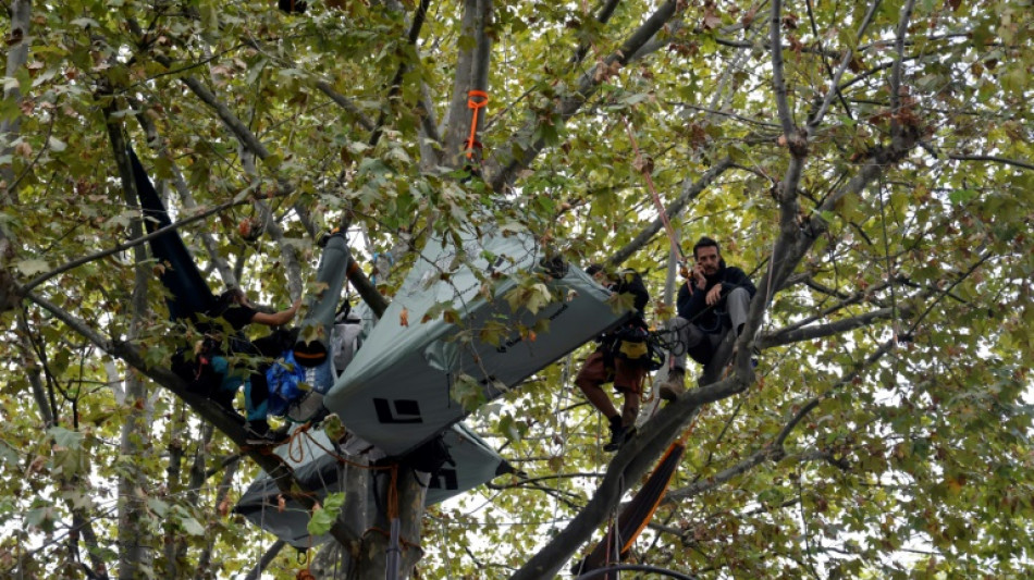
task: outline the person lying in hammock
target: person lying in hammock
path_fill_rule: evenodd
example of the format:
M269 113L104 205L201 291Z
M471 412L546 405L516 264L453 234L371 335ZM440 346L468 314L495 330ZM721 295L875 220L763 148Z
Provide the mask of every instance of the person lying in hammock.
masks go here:
M212 309L213 318L225 322L233 331L227 341L216 342L224 344L226 353L220 351L221 349L217 346L216 351L211 354L212 370L223 377L220 388L213 392L212 399L227 410L233 410L233 397L241 385L244 385L248 443L270 444L276 443L280 439L270 432L267 421L269 383L266 371L272 360L283 353L291 338L287 331L276 330L268 336L249 341L244 329L249 324L271 328L287 324L294 319L300 306L301 299L298 298L286 310L273 313L260 312L251 306L244 291L231 288L217 298L216 307ZM234 356L242 355L261 357L261 359L253 366L231 365Z

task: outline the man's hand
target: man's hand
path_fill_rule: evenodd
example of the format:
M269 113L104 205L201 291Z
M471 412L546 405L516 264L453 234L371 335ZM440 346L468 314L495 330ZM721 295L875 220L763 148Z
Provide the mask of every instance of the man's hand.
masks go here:
M693 267L693 280L697 282L697 288L704 289L707 287L707 279L704 276L704 267L697 264Z

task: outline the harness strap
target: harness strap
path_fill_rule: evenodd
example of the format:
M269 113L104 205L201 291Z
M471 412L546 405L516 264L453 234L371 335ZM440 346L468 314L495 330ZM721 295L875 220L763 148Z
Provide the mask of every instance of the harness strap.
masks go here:
M484 90L468 90L467 107L472 111L470 119L470 136L467 137L467 159L473 158L475 146L480 146L476 139L478 134L478 110L484 109L489 103L489 94Z

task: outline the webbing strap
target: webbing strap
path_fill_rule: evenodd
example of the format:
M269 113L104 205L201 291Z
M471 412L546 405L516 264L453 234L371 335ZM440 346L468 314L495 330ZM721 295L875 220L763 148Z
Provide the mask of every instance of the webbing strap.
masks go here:
M628 132L628 139L632 144L632 151L636 152L636 162L640 166L639 171L642 173L643 177L647 178L647 187L650 188L650 194L653 196L653 203L657 207L657 212L661 214L661 223L664 224L664 230L667 232L668 239L672 242L672 251L674 251L679 258L682 258L682 248L678 244L678 236L675 235L675 229L672 227L672 222L668 221L668 214L664 210L664 203L661 202L661 196L657 195L657 188L653 185L653 177L650 175L650 168L643 165L642 152L639 150L639 143L636 141L636 135L632 134L632 126L628 122L628 118L623 116L621 121L625 122L625 131Z
M489 94L484 90L468 90L467 107L472 111L470 118L470 136L467 137L467 159L473 157L473 147L477 145L478 135L478 110L484 109L489 103Z

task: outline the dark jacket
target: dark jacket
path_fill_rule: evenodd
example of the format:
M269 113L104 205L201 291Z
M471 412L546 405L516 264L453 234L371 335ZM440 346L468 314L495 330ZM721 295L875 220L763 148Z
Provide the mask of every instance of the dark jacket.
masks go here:
M690 279L678 288L678 316L700 326L704 332L718 334L723 326L728 328L730 322L725 309L725 299L736 288L747 288L753 298L758 288L739 268L726 266L725 260L718 261L718 271L713 276L705 276L707 285L704 289L697 288L693 279ZM718 304L707 306L707 293L717 284L722 284L722 299Z

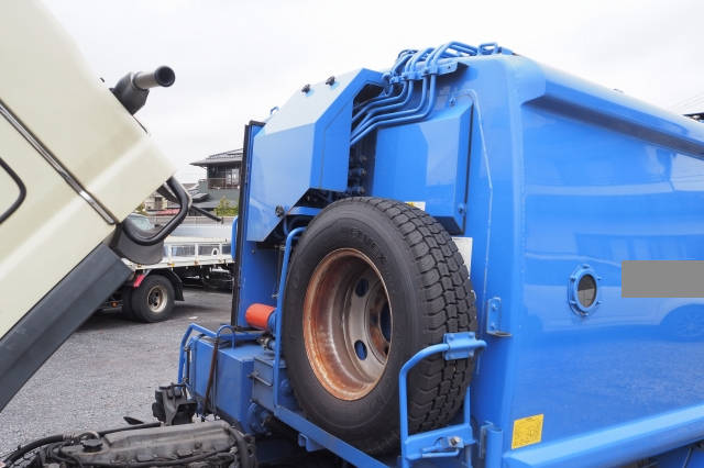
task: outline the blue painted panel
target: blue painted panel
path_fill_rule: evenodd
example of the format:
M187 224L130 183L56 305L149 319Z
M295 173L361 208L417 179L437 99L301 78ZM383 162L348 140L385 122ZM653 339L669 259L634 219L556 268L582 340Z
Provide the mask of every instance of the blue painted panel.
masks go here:
M425 202L451 234L464 230L472 98L449 79L428 120L381 129L371 194Z
M212 342L194 339L191 343L191 361L189 378L191 391L202 400L208 386L210 363L212 359ZM218 349L217 379L215 380L218 413L230 422L246 421L248 408L252 394L254 356L262 353L257 344L240 344L238 347Z
M704 301L623 299L620 261L704 259L704 126L521 57L473 68L472 279L481 326L501 297L513 333L484 336L473 416L503 428L509 450L513 422L544 414L535 460L550 443L644 417L668 432L662 414L703 401ZM603 278L587 316L568 303L583 264ZM591 450L619 459L606 434Z
M249 141L245 142L245 165L244 178L242 180L242 191L245 202L240 207L239 221L242 223L242 233L248 232L249 213L253 210L251 202L252 188L252 154L253 141L261 132L262 127L251 124L248 133ZM238 227L240 229L240 227ZM237 268L239 268L239 285L234 285L235 293L239 294L239 304L237 310L232 311L233 322L237 325L246 326L244 313L253 303L263 303L275 305L276 300L276 268L277 252L275 249L258 248L255 242L242 241L242 248L239 249L239 258L237 259Z
M344 192L352 101L382 75L361 69L297 91L254 138L248 241L264 241L310 188Z

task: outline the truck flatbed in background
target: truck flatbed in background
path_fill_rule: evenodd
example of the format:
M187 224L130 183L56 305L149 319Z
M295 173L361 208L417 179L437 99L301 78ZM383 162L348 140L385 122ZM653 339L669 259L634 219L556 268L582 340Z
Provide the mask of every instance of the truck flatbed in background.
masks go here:
M146 216L131 214L141 229L155 226ZM178 226L164 241L161 261L142 265L123 258L133 271L100 310L121 308L125 319L161 322L170 316L175 301L184 300L184 285L207 289L232 288L231 227L222 224Z

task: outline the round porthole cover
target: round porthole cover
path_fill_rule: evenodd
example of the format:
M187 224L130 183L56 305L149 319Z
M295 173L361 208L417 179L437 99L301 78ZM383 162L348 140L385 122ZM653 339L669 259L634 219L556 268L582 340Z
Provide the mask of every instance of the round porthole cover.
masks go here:
M600 286L602 278L588 265L580 265L570 275L568 301L580 315L588 315L602 303Z

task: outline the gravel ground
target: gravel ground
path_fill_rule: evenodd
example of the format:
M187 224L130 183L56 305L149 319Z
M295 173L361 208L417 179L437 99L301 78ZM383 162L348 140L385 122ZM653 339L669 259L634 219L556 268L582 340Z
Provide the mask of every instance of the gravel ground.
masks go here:
M153 420L154 389L176 380L188 324L230 321L230 293L184 296L167 322L133 323L114 312L89 319L0 413L0 454L50 434L122 426L124 415Z

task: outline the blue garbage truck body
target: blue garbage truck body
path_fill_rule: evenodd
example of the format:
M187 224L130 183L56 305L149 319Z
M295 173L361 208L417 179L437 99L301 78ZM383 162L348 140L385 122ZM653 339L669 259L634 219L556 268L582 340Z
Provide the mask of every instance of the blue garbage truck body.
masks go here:
M246 127L232 323L218 332L189 328L179 380L199 413L256 434L263 460L301 446L356 466L704 466L704 300L626 297L622 288L624 263L704 260L703 156L701 123L496 45L404 51L388 70L359 69L302 86L266 122ZM404 358L440 353L443 374L470 361L471 376L458 387L462 405L437 426L413 428L411 422L409 434L404 420L414 417L406 408L414 383L406 388L406 379L414 370L404 369L407 377L391 355L380 358L382 370L369 371L376 376L371 387L393 372L398 385L387 398L402 403L392 431L398 430L397 442L371 455L309 417L311 403L301 400L316 395L306 394L289 365L296 338L284 339L285 317L296 315L286 307L290 282L308 281L292 279L302 261L292 257L316 224L320 231L336 210L355 203L361 216L361 204L371 203L396 221L426 223L430 233L418 232L429 236L430 250L436 239L451 238L436 246L449 249L438 269L454 265L457 252L466 267L458 271L471 279L466 298L442 289L444 316L459 316L444 341L406 349ZM337 290L326 275L345 281L333 267L358 268L358 260L336 259L348 250L321 260L331 269L312 269L304 309L324 302L314 294L320 290L310 286L314 279ZM371 255L358 257L363 264ZM383 267L376 259L366 264L393 297ZM431 294L430 287L424 293ZM354 296L345 300L340 307L354 310ZM464 303L476 310L475 320L466 312L466 323L448 309ZM260 331L252 327L253 305L267 312ZM304 334L312 333L300 337L311 376L340 408L363 391L342 392L342 375L326 383L337 338L323 350L309 342L338 333L336 326L351 333L360 323L351 313L332 315L339 325L318 325L328 319L302 313ZM398 313L392 315L396 327L405 323ZM370 320L384 317L382 311ZM382 325L370 332L364 322L366 335L360 333L381 336L393 352L400 338ZM350 356L359 363L350 372L376 353L371 342L353 344ZM427 411L444 411L442 401L436 397ZM294 434L290 446L274 425Z

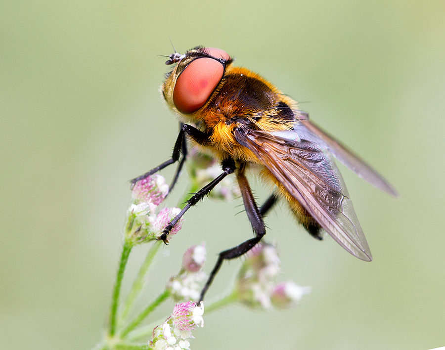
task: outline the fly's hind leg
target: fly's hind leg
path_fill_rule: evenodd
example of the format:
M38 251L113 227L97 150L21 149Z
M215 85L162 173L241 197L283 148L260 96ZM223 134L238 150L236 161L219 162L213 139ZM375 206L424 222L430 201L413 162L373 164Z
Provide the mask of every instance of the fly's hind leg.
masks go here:
M204 295L213 281L215 276L222 264L222 262L224 260L234 259L245 254L255 247L261 240L263 236L266 234L266 226L263 218L276 202L277 197L275 195L272 195L266 201L261 208L259 209L252 194L250 186L244 175L245 167L245 163L242 163L240 165L236 174L237 179L241 190L244 207L246 208L246 213L250 221L255 236L253 238L248 239L236 247L234 247L220 253L215 267L210 272L206 285L201 292L199 302L202 301L204 299Z

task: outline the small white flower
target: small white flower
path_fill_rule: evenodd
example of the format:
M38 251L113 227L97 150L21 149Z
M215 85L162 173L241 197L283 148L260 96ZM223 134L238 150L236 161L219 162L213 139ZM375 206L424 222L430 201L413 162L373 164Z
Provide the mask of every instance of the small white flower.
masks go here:
M192 312L192 319L193 322L197 325L201 323L201 327L204 327L204 318L202 315L204 314L204 304L201 302L201 306L195 306Z

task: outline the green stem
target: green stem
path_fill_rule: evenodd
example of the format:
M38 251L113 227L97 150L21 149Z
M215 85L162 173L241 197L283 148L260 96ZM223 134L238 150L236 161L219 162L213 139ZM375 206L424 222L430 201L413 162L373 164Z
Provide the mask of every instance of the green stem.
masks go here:
M116 277L116 282L114 284L114 290L113 292L113 297L111 300L111 307L110 311L109 327L108 336L113 338L116 333L116 321L118 306L119 306L119 294L121 292L121 286L122 284L122 279L124 277L124 271L128 262L128 257L132 251L133 246L125 242L122 247L122 254L121 255L121 261L119 268L118 269L117 275Z
M225 306L229 304L234 303L238 299L238 296L236 292L233 292L228 295L224 297L222 299L217 300L215 303L213 303L208 306L204 307L204 312L207 313L211 312L213 311L221 308L223 306Z
M129 344L126 343L117 343L114 345L114 349L118 350L151 350L152 348L147 344Z
M147 306L140 313L139 313L134 319L128 326L127 326L121 334L122 338L124 338L133 329L137 327L144 319L147 317L153 310L161 305L164 301L167 299L170 295L170 292L166 290L162 294L159 295L156 300L150 305Z
M140 266L139 272L132 286L132 289L130 290L130 293L124 306L124 311L121 315L120 320L123 321L128 316L130 313L130 309L133 306L134 301L137 299L140 291L142 290L144 285L144 281L145 275L147 274L147 271L154 259L155 256L159 250L159 248L161 246L161 244L159 242L155 242L155 243L150 248L148 253L147 253L147 256L145 257L145 260Z

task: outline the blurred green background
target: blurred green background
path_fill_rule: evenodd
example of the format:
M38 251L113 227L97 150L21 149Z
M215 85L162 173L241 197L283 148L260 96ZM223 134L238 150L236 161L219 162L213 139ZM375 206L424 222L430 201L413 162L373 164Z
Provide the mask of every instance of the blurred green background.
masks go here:
M222 48L304 101L400 194L391 198L341 166L370 263L310 237L284 206L274 210L267 237L282 279L312 294L282 311L234 306L205 315L191 348L445 346L444 18L442 0L2 0L0 348L89 349L100 340L128 180L167 160L176 137L158 90L169 37L180 52ZM190 245L206 242L209 270L218 252L251 237L245 216L235 216L240 200L206 202L161 250L141 307ZM147 248L135 249L128 276ZM209 300L239 264L224 264Z

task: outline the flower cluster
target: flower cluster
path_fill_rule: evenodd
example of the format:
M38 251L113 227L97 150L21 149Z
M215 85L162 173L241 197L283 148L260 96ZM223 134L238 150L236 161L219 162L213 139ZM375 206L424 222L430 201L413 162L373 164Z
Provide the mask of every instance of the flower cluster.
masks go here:
M182 257L179 273L170 278L167 289L176 300L198 300L207 275L202 270L206 261L206 249L203 243L192 246Z
M221 166L211 156L192 148L187 157L190 178L192 187L196 190L202 188L222 173ZM231 201L239 197L241 192L234 176L226 176L208 195L211 198Z
M311 291L292 281L275 283L280 260L273 246L259 244L247 253L235 286L238 300L252 307L288 307Z
M134 185L127 211L127 240L135 244L159 239L165 226L180 211L178 208L164 208L157 212L158 206L168 193L168 185L161 175L148 176ZM182 223L181 219L169 236L177 233Z
M172 316L153 330L148 345L154 350L188 350L191 331L204 326L204 305L193 302L177 304Z

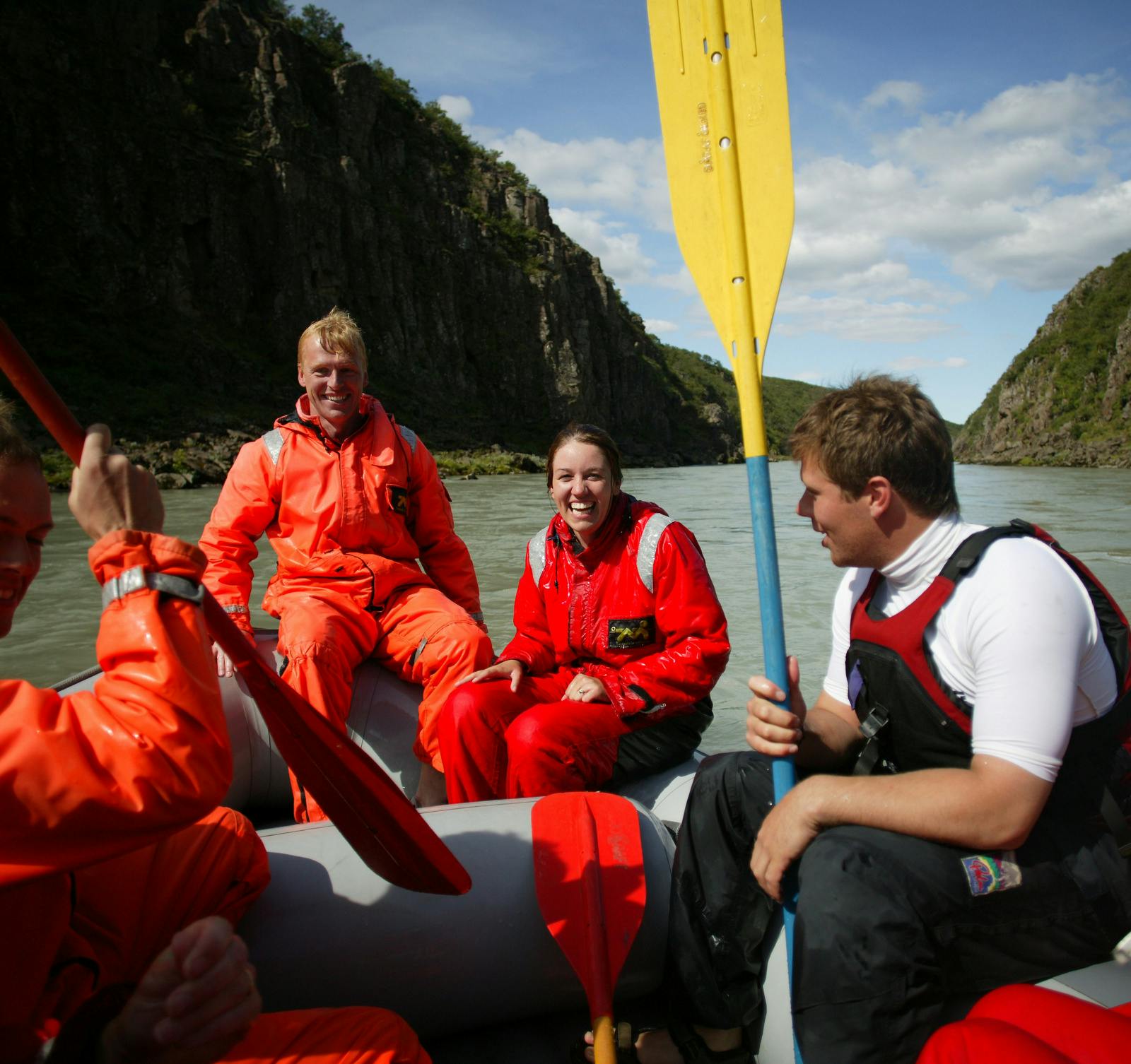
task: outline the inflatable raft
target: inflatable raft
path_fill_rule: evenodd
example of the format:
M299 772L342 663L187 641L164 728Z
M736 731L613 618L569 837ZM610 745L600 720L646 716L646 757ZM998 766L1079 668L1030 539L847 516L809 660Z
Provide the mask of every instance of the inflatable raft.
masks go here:
M275 657L274 633L260 652ZM276 664L278 664L276 661ZM97 671L60 684L93 685ZM585 994L551 937L534 888L536 799L422 811L472 876L461 897L418 894L372 873L329 823L290 823L291 788L254 702L221 682L232 737L226 804L259 828L271 884L241 924L264 1007L381 1005L418 1031L435 1064L561 1064L587 1027ZM416 789L412 753L420 689L380 667L357 673L348 730L400 785ZM637 808L647 903L616 986L618 1018L663 1019L659 998L674 855L673 830L700 759L623 789ZM792 1064L784 936L767 938L768 1004L760 1064ZM1111 1006L1131 1000L1131 964L1069 972L1045 985Z

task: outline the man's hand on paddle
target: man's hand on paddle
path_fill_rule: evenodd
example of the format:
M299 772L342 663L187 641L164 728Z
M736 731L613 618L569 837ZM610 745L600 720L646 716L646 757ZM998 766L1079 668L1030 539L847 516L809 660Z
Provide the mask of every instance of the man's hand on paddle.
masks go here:
M489 665L486 668L478 669L478 672L469 673L459 683L485 683L489 680L509 680L510 690L517 691L518 684L525 674L526 666L521 661L507 658L506 661L495 661L494 665Z
M748 686L754 698L746 702L746 743L758 753L770 758L795 754L805 724L805 700L801 697L801 666L794 657L786 659L789 674L789 709L775 702L785 701L785 692L765 676L751 676Z
M247 638L248 642L253 647L256 645L256 637L252 632L244 631L240 629ZM232 664L232 659L227 656L227 652L219 643L213 643L213 655L216 658L216 675L217 676L234 676L235 666Z
M248 949L223 917L178 932L102 1036L107 1064L205 1064L247 1035L262 1001Z
M122 528L161 531L165 505L152 473L110 447L110 430L92 425L71 474L71 513L95 542Z

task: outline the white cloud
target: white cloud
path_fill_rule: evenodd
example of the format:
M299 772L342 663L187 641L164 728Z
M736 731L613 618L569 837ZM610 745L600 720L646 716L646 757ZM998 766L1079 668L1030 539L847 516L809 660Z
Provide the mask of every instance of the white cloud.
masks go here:
M907 355L888 363L888 369L897 373L910 373L913 370L961 370L969 365L968 358L924 358L920 355Z
M1129 121L1122 80L1072 75L1016 86L973 114L925 115L878 136L871 163L806 162L796 172L784 295L878 302L873 327L898 339L901 320L910 340L930 314L941 319L964 299L962 282L1067 289L1131 245ZM892 300L915 313L892 312ZM788 328L812 320L824 331L828 311L814 301Z
M909 113L925 95L917 83L883 83L857 121L866 129L888 104ZM470 111L465 97L444 97L446 107L449 100L449 113ZM893 119L904 123L895 132ZM1131 245L1129 122L1131 96L1114 75L1015 86L972 113L887 110L870 158L818 156L796 167L775 330L914 344L952 331L952 310L972 289L1067 289ZM641 241L672 232L661 141L469 132L545 192L555 222L618 284L688 297L668 317L687 341L710 343L694 326L707 318L687 268L662 273Z
M779 336L824 332L837 339L906 344L950 332L933 303L881 303L863 296L785 296L774 329Z
M437 103L444 110L448 118L463 126L473 114L475 109L466 96L440 96Z
M691 276L691 270L685 266L681 266L674 274L657 274L651 278L651 283L658 288L671 288L681 295L693 296L699 294L694 278Z
M624 223L611 222L599 210L572 210L558 207L554 222L571 240L601 259L602 269L619 285L646 284L656 266L640 250L637 233L619 232Z
M923 102L923 86L917 81L883 81L864 97L865 107L886 107L897 103L905 111L914 111Z

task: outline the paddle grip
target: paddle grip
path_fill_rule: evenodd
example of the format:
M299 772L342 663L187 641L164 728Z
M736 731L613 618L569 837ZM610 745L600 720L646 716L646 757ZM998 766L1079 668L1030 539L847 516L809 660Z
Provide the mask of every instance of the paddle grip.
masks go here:
M613 1018L608 1015L593 1019L594 1064L616 1064L616 1038Z

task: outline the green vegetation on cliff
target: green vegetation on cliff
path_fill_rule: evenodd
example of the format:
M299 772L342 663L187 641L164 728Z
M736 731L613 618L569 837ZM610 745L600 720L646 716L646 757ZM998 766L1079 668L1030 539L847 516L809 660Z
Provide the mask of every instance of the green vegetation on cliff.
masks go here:
M970 415L962 461L1131 465L1131 251L1052 310Z
M317 6L8 0L0 140L0 314L169 484L291 408L335 304L370 390L465 465L571 419L632 465L741 455L729 373L648 336L524 175ZM767 382L771 449L805 387Z

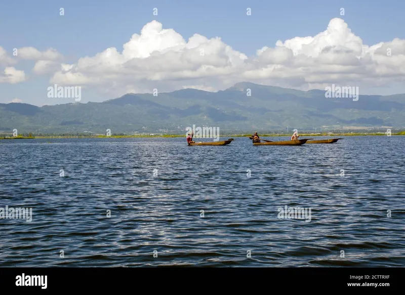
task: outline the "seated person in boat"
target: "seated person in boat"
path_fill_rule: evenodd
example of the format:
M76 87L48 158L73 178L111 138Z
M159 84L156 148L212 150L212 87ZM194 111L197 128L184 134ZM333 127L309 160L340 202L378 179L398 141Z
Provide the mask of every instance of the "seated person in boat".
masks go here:
M188 133L187 135L187 144L190 145L190 143L195 143L195 141L193 141L193 134L192 133Z
M255 132L255 134L252 135L252 137L253 137L253 141L254 142L260 142L260 137L259 137L259 135L257 134L257 132Z
M297 131L295 131L293 136L291 136L291 140L297 140L298 139L298 137L300 137L300 135L298 135L298 133L297 133Z

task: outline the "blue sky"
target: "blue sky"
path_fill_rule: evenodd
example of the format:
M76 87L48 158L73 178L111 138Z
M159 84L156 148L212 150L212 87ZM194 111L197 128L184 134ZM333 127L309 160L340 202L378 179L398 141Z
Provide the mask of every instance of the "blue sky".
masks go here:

******************************

- [Given exercise]
Copy out word for word the lines starting with the one that contains "task: outline the blue painted panel" and ending with the one that contains "M146 216L131 214L141", including both of those lines.

- [Task response]
task: outline the blue painted panel
target: blue painted panel
path_fill_rule: evenodd
example of the format:
M187 224L130 183L56 305L149 319Z
M295 173L361 208L417 179L437 99L301 78ZM383 162L348 140L385 122ZM653 339L669 259L634 219L556 268L582 340Z
Provide the mask of every instance of the blue painted panel.
masks go here:
M425 202L451 234L464 230L472 98L449 79L428 120L381 129L371 194Z
M212 342L194 339L191 343L191 361L189 378L191 391L202 400L208 386L210 363L212 359ZM218 349L217 379L215 380L218 413L230 422L246 421L248 408L252 394L254 356L262 353L257 344L240 344L238 347Z
M704 301L623 299L620 261L704 259L704 126L521 57L473 68L472 279L481 326L501 297L513 333L484 336L473 416L503 428L509 450L513 422L544 414L535 460L550 443L644 417L668 432L662 414L703 401ZM603 278L587 316L568 303L583 264ZM591 450L619 459L606 434Z
M249 141L245 142L245 165L244 178L242 180L242 191L245 202L240 207L239 221L242 223L242 233L248 232L249 213L253 210L251 202L252 188L252 154L253 141L261 132L262 127L251 124L248 133ZM238 227L240 229L240 227ZM237 268L239 268L239 285L234 285L235 293L239 294L239 304L237 310L232 311L233 322L237 325L246 326L244 313L253 303L263 303L275 305L276 300L276 268L277 252L275 249L258 248L255 242L242 241L242 248L239 249L239 258L237 259Z
M344 192L352 101L382 75L361 69L297 91L254 138L248 241L264 241L310 188Z

task: outline the truck flatbed in background
target: truck flatbed in background
path_fill_rule: evenodd
example of the format:
M187 224L130 183L56 305L149 319Z
M295 173L361 208L417 179L437 99L301 78ZM383 162L348 140L385 122ZM653 339L669 259L634 219L556 268L582 340Z
Provide the mask of every instance of the truck flatbed in background.
masks go here:
M146 216L131 214L141 229L155 226ZM178 226L164 241L161 261L142 265L123 258L133 271L100 310L121 308L125 319L161 322L170 316L175 301L184 300L184 285L207 289L232 288L231 227L222 224Z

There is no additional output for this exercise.